* [What to produce] Write the data below out in full, exactly as it stands.

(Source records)

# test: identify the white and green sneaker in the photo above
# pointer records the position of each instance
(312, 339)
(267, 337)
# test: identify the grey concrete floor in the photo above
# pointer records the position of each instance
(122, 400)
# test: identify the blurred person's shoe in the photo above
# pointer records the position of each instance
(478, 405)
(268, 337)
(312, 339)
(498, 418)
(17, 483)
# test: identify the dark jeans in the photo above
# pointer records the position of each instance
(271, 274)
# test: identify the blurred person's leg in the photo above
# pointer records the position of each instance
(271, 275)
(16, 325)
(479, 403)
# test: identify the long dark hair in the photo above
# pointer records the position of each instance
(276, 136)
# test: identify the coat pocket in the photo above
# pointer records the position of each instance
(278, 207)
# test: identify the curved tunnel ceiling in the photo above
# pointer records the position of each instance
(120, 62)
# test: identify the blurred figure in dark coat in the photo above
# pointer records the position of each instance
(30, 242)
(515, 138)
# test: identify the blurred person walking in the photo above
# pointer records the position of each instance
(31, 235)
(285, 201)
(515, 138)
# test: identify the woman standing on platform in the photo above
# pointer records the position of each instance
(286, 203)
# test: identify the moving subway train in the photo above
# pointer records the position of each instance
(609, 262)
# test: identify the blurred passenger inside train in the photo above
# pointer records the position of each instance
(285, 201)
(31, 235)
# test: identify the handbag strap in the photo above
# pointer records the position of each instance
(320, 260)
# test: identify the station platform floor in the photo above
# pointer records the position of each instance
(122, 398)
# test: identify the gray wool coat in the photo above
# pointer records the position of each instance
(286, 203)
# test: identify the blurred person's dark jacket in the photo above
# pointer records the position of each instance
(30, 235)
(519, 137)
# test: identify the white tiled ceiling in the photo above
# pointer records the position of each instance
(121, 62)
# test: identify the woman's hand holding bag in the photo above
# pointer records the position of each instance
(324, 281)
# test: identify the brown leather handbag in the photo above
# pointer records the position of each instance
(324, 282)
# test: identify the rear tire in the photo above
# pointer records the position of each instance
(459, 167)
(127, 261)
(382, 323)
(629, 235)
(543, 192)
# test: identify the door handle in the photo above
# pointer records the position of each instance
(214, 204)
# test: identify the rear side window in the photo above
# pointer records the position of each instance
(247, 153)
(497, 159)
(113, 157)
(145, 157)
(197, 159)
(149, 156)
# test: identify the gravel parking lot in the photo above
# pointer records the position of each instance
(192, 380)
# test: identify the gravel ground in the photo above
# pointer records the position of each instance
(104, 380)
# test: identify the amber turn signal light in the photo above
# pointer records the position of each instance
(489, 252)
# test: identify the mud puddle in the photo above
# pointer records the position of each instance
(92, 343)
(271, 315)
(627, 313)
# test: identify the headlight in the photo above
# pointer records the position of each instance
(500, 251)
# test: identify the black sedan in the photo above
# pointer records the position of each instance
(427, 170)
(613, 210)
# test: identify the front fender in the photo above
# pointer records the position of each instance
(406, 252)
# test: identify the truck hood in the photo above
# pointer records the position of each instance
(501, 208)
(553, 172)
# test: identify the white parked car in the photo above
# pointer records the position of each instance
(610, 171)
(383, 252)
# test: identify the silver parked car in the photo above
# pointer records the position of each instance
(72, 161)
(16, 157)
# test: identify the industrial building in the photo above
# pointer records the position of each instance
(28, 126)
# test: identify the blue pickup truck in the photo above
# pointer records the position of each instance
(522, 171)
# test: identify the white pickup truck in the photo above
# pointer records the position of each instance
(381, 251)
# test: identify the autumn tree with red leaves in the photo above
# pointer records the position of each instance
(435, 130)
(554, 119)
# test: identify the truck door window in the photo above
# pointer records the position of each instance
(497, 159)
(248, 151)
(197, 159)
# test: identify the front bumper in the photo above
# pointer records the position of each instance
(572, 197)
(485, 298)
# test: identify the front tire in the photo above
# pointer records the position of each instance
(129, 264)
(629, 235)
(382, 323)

* [Solved exercise]
# test: identify the white and green sneaker in the photo above
# pointer records the position of each instance
(312, 339)
(267, 337)
# test: identify the grey concrete floor in the photo above
# pointer records the position of each instance
(122, 400)
# test: identify the blurred person's shoe in the photo above
# pointer records the position of each instance
(478, 405)
(268, 337)
(312, 339)
(498, 418)
(17, 483)
# test: identify the dark jeans in the photo above
# pointer records the position of each instance
(271, 274)
# test: identify the blurred person's leg in the photo above
# pointer records the position of each instance
(271, 275)
(16, 325)
(479, 403)
# test: identify the long dark hair in the photo above
# pointer records the position of each instance
(276, 136)
# test: identify the coat pocket in the photo above
# pointer records the position of each instance
(278, 207)
# test: identify the curved tunnel ceiling in the photo above
# pointer records the position of each instance
(120, 62)
# test: identify the blurred figure in dark coat in the photo above
# pointer records the position of each instance
(30, 242)
(515, 138)
# test: identify the blurred person walking in the photo above
# pointer records the position of each instance
(31, 235)
(285, 201)
(515, 138)
# test: identify the woman standing on platform in the photo above
# pointer records the position of each instance
(286, 203)
# test: identify the moving subway train in the photo above
# pointer records the position of each instance
(609, 262)
# test: identify the blurred passenger inside train in the photo above
# pointer records the position of each instance
(285, 201)
(31, 235)
# test: identify the handbag strap in the photo above
# pointer records the position of each instance
(320, 260)
# test: identify the station platform floor in the photo above
# pointer records the position of each instance
(122, 398)
# test: identify the gray wool coat in the photo above
# pointer records the position of each instance
(286, 203)
# test: identify the blurred person's dark jacket in the photo above
# pointer records the position of each instance
(30, 235)
(519, 137)
# test: identify the white tiled ceiling in the photo above
# pointer records the position of each instance
(121, 62)
# test: identify the woman's hand holding bag in the photo above
# pointer records the position of each instance
(324, 281)
# test: identify the brown leather handbag in the photo above
# pointer records the position of each instance
(324, 282)
# test: identify the rear tire in the photo above
# pointer records the position of each instance
(459, 167)
(127, 261)
(382, 323)
(629, 235)
(543, 192)
# test: identify the door handle in the photo above
# pointer records the position of each instance
(214, 204)
# test: identify the rear side window in the photo above
# pointer records the position of each instance
(247, 153)
(497, 159)
(113, 157)
(145, 157)
(197, 159)
(149, 156)
# test: identify the gravel parking lot in the photo above
# pointer records the position of each instance
(192, 380)
# test: identify the gravel ground in the photo above
# pointer records the position of each instance
(104, 380)
# test: identify the amber turn signal light in the photo above
# pointer records the position of each instance
(489, 252)
# test: identify the mud puddle in the photo above
# pointer records the position of each instance
(92, 343)
(271, 315)
(627, 313)
# test: identify the headlight in the photo above
# pointer records the position of each instance
(500, 251)
# test: identify the black sedan in the photo above
# pointer records the position of each instance
(427, 170)
(613, 210)
# test: identify the front fender in the photo above
# pointer records the position of each instance
(406, 252)
# test: identify the truck hood in the photo above
# pointer records the position of each instance
(501, 208)
(553, 172)
# test: identify the white parked car in the photo above
# pointer records the position of each instance
(610, 171)
(383, 252)
# test: identify the silver parked car in the photo above
# pointer records the position of each instance
(72, 161)
(16, 157)
# test: identify the industrial building in the photo above
# pointer records the position of each instance
(28, 126)
# test: identify the blue pickup truck in the photo above
# pointer records the position of each instance
(522, 171)
# test: identify the white pickup truck in the photo above
# pointer records the position of each instance
(381, 251)
# test: identify the autumn tree with red leaves in the photo above
# pointer records the position of each instance
(435, 130)
(554, 119)
# test: identify the truck door window in the photo above
# pointer records the position of each instance
(497, 159)
(248, 151)
(197, 159)
# test: identify the front bumper in the photo above
# pointer records the position of each instance
(572, 197)
(485, 298)
# test: identify the front tire in the photo above
# pointer records the position of each instance
(129, 264)
(629, 235)
(382, 323)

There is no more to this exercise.